====== Data lines
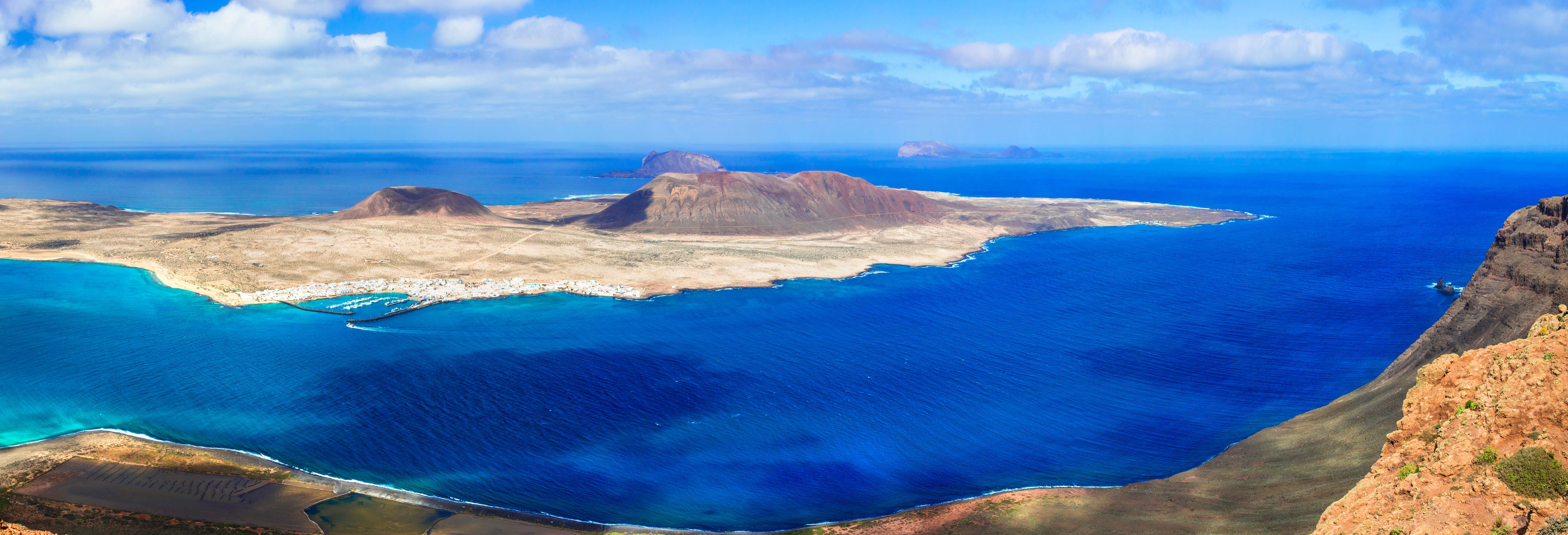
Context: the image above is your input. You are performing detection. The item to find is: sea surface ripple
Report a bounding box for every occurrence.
[0,146,1568,530]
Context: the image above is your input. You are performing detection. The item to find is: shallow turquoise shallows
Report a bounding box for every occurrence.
[0,146,1568,530]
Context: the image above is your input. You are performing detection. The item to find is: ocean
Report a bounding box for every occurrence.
[0,144,1568,530]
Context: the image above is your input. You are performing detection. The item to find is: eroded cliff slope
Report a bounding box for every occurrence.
[790,198,1568,535]
[1314,315,1568,535]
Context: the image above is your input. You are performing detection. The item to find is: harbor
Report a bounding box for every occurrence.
[238,278,643,303]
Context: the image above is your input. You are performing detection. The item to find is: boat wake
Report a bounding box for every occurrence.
[343,323,510,336]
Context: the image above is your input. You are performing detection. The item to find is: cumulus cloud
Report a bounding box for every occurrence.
[359,0,533,16]
[328,31,387,52]
[28,0,187,38]
[238,0,348,17]
[0,0,1568,136]
[939,28,1443,99]
[1405,0,1568,79]
[484,17,588,50]
[154,2,328,52]
[942,28,1201,77]
[431,16,484,47]
[1204,30,1369,69]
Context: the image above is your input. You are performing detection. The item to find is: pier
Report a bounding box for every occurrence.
[337,300,442,323]
[278,301,354,315]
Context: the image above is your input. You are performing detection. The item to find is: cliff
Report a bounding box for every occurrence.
[315,185,506,223]
[796,198,1568,535]
[1314,322,1568,535]
[583,171,977,235]
[599,151,726,179]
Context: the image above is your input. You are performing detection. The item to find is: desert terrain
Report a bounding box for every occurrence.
[0,171,1254,304]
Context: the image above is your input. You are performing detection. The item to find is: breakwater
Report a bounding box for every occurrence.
[345,301,442,323]
[278,301,354,315]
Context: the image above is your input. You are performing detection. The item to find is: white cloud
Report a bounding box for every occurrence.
[328,31,387,52]
[484,17,588,50]
[33,0,187,38]
[942,28,1201,77]
[431,16,484,47]
[0,0,38,45]
[359,0,533,16]
[1051,28,1201,77]
[238,0,348,17]
[154,2,328,52]
[1204,30,1367,69]
[1405,0,1568,79]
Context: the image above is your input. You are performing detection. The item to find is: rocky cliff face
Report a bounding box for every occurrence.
============
● What this task involves:
Retype all of the entries above word for word, leaving out the pictures.

● In response:
Context: the image above is your input. You are performing detection. The item to find is: sea surface ripple
Report a bounding box for every occurrence.
[0,146,1568,530]
Context: the image above is your input. You are performing detection. The item to find is: shallow turquoise shallows
Report a bounding box for every occurrence.
[0,146,1568,530]
Context: the image above is your input. You are performing detection. The item to find is: ocean
Report a bounding box for every occurrence.
[0,144,1568,530]
Context: the image above is your input. You are performing detection. The item to find is: eroded cliff slope
Report a bounding box for every occurrence.
[790,198,1568,535]
[1314,315,1568,535]
Context: the image above is your input. You are performing detection. The item to find is: harbor
Report a bounding box for every occurrence.
[238,278,643,303]
Context: the image above is your input. You are performing detection. The item to find is: boat wake
Report a bounding box for every occurrence.
[343,323,510,336]
Context: the image above is your input. You are performing detection. The item to find is: cumulus cloud
Report a bounding box for every occurrence.
[359,0,533,16]
[328,31,387,52]
[28,0,187,38]
[238,0,348,17]
[0,0,1568,136]
[939,28,1443,99]
[1405,0,1568,79]
[484,17,588,50]
[154,2,328,52]
[942,28,1201,77]
[431,16,484,47]
[1204,30,1369,69]
Context: the image above is your input. You are performing detection. The item to find is: pier
Report a bounding box for every occurrence.
[337,300,442,323]
[278,301,354,315]
Context: the image above is your input. You are performing detection. The item to find is: cliff
Report a bounding box for every occurrence.
[315,185,506,223]
[796,198,1568,535]
[1314,322,1568,535]
[583,171,977,235]
[599,151,726,179]
Context: the image above is your input. You are performing detection. The item to find is: desert terrain
Report a bounding box for every occurrence.
[0,171,1254,304]
Context: the image above is your input. You are performing detection. The item to find is: breakwater
Report a bounding box for every occurrence.
[345,301,442,323]
[278,301,354,315]
Context: the image above is your input. You are performing detection. The item to find is: white cloud
Report a bounding box for every occurrence.
[328,31,387,52]
[484,17,588,50]
[33,0,187,38]
[942,28,1201,77]
[431,16,484,47]
[0,0,38,45]
[359,0,533,16]
[1051,28,1201,77]
[238,0,348,17]
[154,2,328,52]
[1204,30,1367,69]
[1405,0,1568,79]
Context: the image above is your input. You are performing detection. The item to find is: rocky cliff face
Report a bounding box for every occurrence.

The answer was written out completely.